## What you need to do
1. Reproduce, word for word, the stretch of the eye cancer summary from "Retinoblastoma (children)" through "when caught early.".
2. According to the eye cancer summary, why do siblings and children of people with retinoblastoma need screening? Answer in one to three sentences.

## Supplied text
About this summary: Written by Swasthya Plus for Indian readers, using MedlinePlus, National Library of Medicine as a reference source. For personal guidance, please consult a qualified Health Expert.

"Eye cancer" is uncommon but important. The two main types are retinoblastoma in children and uveal (ocular) melanoma in adults. Secondary cancers (spread from breast, lung) also occur in the eye. Early diagnosis is vision- and often life-saving.

Retinoblastoma (children)

  • White pupil (leukocoria) — often seen in photographs instead of the red-eye reflex. The most important single sign.
  • New squint (cross-eye).
  • Red, painful eye; vision loss.
  • Any of these in a child under 5 — immediate paediatric ophthalmology referral.
  • Can be inherited (RB1 gene) — siblings/children of affected people need screening.
  • Treatment at specialised centres has excellent eye- and life-preservation outcomes when caught early.

Uveal (ocular) melanoma (adults)

  • Often silent; found on routine eye exam.
  • Blurred or distorted vision, flashes or floaters, visible dark spot on the iris.
  • Diagnosis by ophthalmology + imaging.
  • Treatment — radiation plaque therapy or surgery; preservation of the eye where possible.

## Dataset content
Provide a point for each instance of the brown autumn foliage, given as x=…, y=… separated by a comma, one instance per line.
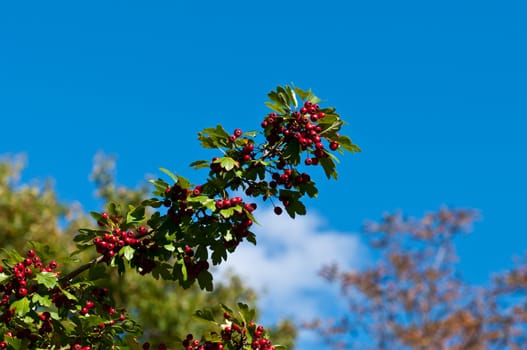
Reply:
x=414, y=298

## Responses to the tasks
1.
Retinoblastoma (children)

  • White pupil (leukocoria) — often seen in photographs instead of the red-eye reflex. The most important single sign.
  • New squint (cross-eye).
  • Red, painful eye; vision loss.
  • Any of these in a child under 5 — immediate paediatric ophthalmology referral.
  • Can be inherited (RB1 gene) — siblings/children of affected people need screening.
  • Treatment at specialised centres has excellent eye- and life-preservation outcomes when caught early.

2. They need screening because retinoblastoma can be inherited through the RB1 gene.